Exercise objective: From the records below, pull out every line containing the string "wall" and copy each one in full.

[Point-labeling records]
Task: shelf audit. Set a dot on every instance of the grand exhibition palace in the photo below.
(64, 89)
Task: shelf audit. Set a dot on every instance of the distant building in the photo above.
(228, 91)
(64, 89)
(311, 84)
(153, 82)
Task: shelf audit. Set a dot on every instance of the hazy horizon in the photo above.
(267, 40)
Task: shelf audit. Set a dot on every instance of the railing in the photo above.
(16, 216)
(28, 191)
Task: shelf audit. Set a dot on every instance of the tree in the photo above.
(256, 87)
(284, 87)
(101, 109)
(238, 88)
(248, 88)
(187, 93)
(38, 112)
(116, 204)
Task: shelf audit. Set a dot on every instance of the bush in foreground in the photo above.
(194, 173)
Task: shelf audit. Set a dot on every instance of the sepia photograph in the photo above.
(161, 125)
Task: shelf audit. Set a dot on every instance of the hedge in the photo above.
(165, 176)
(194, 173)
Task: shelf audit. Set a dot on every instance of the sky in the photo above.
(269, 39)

==

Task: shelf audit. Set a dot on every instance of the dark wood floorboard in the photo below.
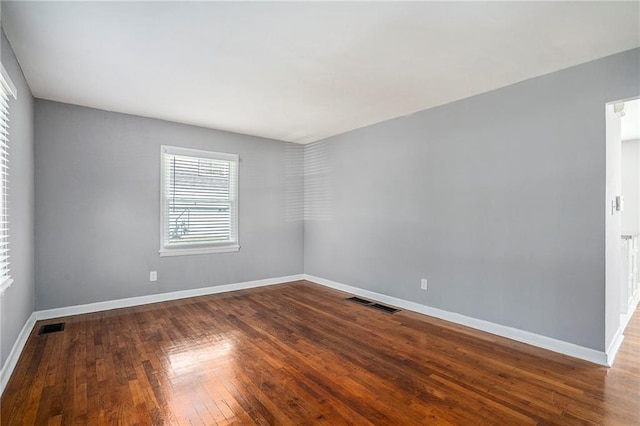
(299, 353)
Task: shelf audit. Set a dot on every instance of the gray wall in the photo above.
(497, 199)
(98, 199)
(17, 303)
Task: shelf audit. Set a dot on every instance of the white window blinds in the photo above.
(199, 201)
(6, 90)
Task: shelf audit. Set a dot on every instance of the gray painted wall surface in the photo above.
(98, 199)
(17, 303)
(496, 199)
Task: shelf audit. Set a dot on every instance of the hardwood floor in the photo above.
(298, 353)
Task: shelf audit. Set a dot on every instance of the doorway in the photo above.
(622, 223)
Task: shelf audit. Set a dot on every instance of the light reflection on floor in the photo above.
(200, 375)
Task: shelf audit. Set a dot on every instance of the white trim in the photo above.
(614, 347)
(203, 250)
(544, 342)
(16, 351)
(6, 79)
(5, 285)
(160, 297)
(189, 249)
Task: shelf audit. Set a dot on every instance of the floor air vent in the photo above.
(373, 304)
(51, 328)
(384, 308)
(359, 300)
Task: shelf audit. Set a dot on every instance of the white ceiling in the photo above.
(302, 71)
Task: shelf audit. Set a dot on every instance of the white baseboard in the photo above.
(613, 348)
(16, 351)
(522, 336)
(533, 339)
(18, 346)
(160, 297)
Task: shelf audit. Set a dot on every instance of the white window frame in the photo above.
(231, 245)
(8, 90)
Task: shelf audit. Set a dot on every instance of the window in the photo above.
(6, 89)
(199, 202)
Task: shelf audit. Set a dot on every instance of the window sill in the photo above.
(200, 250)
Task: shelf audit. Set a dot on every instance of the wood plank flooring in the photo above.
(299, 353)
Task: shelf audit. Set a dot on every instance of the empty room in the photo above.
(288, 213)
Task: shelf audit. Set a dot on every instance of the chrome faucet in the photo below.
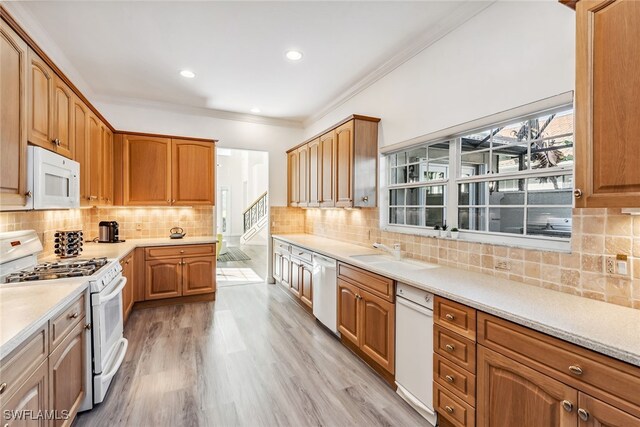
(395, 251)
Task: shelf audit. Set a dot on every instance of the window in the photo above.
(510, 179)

Written solution:
Task: shelf audit. Set a dot on every instance of the gray wall in the photo above.
Task: shelf audit. Set a dot on every instance of the gray painted wall surface in the photo above.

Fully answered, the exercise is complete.